▶ [Page excerpt]
- - - - - - -

Russian oil magnate and Cold War-era spy dies in mysterious circumstances after he was ‘found unconscious’ in his elite gated village
- Local reports said doctors could not save ex-spy Viatcheslav Rovneiko, 59
- He would become latest Kremlin figure to die under unexplained circumstances
A Russian oil magnate who was a former spy and close to Vladimir Putin’s foreign intelligence chief has died in mysterious circumstances near Moscow, say reports.
Well-connected Viatcheslav Rovneiko, 59, was ‘found unconscious’ late at night at his home in an elite gated village. Doctors could not save him, according to a report by Moskovsky Komsomolets newspaper.
The circumstances of his reported death were unclear although an investigation is underway. The report said ‘no signs of a violent death were found on his body’.
Rovneiko’s reported death means he would join a long list of high-profile Kremlin figures to die under mysterious circumstances in recent years.
He is believed to have been a Cold War era KGB spy working in Belgium with Sergei Naryshkin, now head of the SVR, Russia’s foreign intelligence agency.
Well-connected Viatcheslav Rovneiko, 59, was ‘found unconscious’ late at night at his home in an elite gated village near Moscow. Doctors could not save him, according to a report by Moskovsky Komsomolets newspaper. No photo was available of him. Pictured: People are seen walking across Moscow’s Red Square on Tuesday (file photo)
Rovneiko’s reported death means he would join a long list of high-profile Kremlin figures to die under mysterious circumstances in recent years. He is believed to have been a Cold War era KGB spy working in Belgium with Sergei Naryshkin (seen left with President Vladimir Putin), now head of the SVR, Russia’s foreign intelligence agency
He is also reported to have been close to billionaire Gennady Timchenko, seen as one of Putin’s most loyal oligarchs.

- - - - - - -

[Phrase grounding data]
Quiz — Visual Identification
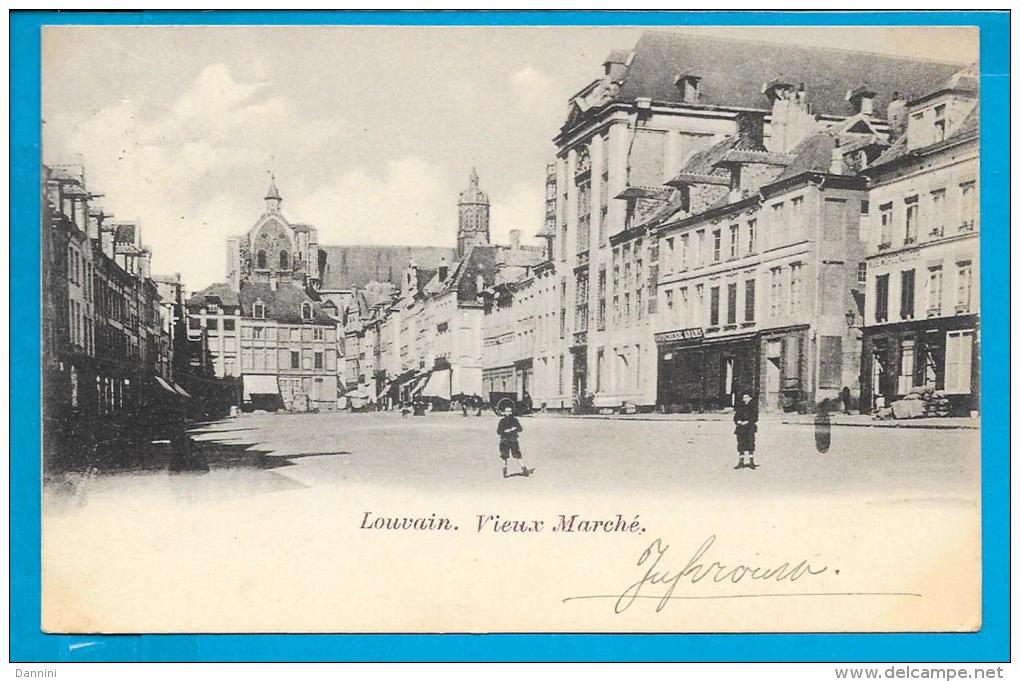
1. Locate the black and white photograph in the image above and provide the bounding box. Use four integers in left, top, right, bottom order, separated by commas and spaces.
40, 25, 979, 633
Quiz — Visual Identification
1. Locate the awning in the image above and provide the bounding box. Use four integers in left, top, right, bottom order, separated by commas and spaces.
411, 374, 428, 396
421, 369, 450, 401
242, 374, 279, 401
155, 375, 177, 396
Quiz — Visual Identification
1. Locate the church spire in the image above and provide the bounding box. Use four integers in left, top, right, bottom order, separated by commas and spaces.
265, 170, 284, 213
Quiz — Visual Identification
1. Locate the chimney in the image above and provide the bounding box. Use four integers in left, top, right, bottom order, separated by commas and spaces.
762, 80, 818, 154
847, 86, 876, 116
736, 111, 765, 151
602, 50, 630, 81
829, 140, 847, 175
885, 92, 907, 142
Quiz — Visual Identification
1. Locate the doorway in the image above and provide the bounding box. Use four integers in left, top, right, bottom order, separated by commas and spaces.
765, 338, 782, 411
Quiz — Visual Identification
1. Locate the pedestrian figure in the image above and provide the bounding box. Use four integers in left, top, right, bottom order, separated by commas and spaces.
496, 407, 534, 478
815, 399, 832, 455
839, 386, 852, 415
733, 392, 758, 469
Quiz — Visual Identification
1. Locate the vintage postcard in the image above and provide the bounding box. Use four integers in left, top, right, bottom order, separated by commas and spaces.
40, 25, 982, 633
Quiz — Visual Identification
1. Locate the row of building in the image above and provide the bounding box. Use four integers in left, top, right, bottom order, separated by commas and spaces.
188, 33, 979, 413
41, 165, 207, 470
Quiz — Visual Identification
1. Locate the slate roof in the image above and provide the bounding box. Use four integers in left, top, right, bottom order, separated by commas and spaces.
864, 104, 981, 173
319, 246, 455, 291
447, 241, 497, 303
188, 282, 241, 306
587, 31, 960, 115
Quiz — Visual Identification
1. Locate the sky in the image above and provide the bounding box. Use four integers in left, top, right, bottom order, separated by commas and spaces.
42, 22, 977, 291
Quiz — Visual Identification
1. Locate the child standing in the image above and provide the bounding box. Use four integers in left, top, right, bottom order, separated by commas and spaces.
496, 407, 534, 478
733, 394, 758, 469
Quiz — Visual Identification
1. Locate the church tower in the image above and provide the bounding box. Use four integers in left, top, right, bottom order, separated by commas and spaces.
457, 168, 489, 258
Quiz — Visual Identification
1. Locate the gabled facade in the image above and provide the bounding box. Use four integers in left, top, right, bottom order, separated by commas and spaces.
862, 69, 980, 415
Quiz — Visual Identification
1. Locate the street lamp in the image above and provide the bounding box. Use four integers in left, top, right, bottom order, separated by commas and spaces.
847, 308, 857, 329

- - - - - - -

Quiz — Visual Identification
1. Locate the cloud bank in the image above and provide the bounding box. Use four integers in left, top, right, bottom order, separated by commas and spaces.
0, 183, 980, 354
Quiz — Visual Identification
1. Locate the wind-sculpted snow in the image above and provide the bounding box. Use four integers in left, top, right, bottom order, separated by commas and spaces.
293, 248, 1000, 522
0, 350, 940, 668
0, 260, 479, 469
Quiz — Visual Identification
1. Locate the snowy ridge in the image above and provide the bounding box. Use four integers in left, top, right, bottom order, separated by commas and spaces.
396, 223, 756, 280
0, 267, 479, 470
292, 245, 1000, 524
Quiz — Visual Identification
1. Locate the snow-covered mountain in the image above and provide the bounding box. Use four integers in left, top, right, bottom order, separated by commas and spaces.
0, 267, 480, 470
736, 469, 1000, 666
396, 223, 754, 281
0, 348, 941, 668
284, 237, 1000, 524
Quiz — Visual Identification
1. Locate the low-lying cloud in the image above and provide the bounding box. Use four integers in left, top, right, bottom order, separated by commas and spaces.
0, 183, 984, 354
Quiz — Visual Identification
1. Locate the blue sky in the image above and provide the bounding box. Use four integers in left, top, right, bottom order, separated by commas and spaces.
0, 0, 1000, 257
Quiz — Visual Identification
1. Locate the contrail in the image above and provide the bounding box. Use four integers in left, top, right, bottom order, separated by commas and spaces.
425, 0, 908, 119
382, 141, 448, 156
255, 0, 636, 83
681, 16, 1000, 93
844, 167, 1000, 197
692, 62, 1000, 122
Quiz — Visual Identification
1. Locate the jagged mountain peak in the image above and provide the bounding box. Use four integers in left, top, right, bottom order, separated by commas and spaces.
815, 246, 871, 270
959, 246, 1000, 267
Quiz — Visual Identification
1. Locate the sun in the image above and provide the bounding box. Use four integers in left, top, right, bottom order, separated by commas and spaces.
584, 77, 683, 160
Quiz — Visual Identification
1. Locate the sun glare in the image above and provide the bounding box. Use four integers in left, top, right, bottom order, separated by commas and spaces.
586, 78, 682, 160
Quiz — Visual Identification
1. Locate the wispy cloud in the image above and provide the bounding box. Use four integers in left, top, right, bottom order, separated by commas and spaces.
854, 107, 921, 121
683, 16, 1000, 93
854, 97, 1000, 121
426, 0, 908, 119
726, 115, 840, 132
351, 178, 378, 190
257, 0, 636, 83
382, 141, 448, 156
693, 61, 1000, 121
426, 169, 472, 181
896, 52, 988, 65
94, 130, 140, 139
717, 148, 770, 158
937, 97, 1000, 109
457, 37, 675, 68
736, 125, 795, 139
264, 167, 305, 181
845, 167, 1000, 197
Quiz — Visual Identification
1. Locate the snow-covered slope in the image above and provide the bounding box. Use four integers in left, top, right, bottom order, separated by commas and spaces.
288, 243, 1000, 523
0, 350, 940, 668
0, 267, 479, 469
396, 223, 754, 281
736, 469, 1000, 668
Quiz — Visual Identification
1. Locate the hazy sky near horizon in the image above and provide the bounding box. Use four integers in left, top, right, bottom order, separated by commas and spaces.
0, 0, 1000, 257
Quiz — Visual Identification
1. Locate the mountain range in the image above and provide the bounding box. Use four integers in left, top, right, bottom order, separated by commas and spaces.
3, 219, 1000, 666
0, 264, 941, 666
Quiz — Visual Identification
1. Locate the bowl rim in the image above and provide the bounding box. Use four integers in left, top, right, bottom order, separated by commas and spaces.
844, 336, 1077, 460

- - - - - - -

▶ [Goal of the exercise] Carry the news article on Viatcheslav Rovneiko's death further, starting after its last sentence. The lines are separate material and have no connection to the news article on Viatcheslav Rovneiko's death.

▶ [Output for this exercise]
Rovneiko’s former business partner was Leonid Dyachenko, whose then wife Tatiana was the powerful daughter of President Boris Yeltsin, Russia’s first president.
The pair founded Urals Energy, one of several major oil players he was involved with. The company was floated in London in 2005.
He also had business interests linked to Britain, Belgium, Luxembourg and Cyprus, according to reports, and he was reported in 2006 to have held a Belgian passport.
Rovneiko was a graduate of Moscow’s prestigious Institute of International Relations [MGIMO], a training school for spies and diplomats.
Russian business databases showed the ex-spy as a man with no face, and he was known as highly secretive.
He was married to fellow MGIMO student Irina, 63, and their son Nikolay, 40, worked as an investment banker in London, and studied at Kingston University.
Dozens of Russian businessmen have been found dead since the start of 2022 in unexplained circumstances.
A top Russian defence official was found dead after plunging 160ft from a tower block window last week.
Marina Yankina, 58, was a key figure in the funding of Vladimir Putin’s illegal war in Ukraine as head of the financial support department of the Ministry of Defence for the Western Military District, which is closely involved in the dictator’s invasion.
Before joining the Western Military region, Ms Yankina worked in the Federal Tax Service, and also served as deputy chairman of the Property Relations Committee of St Petersburg.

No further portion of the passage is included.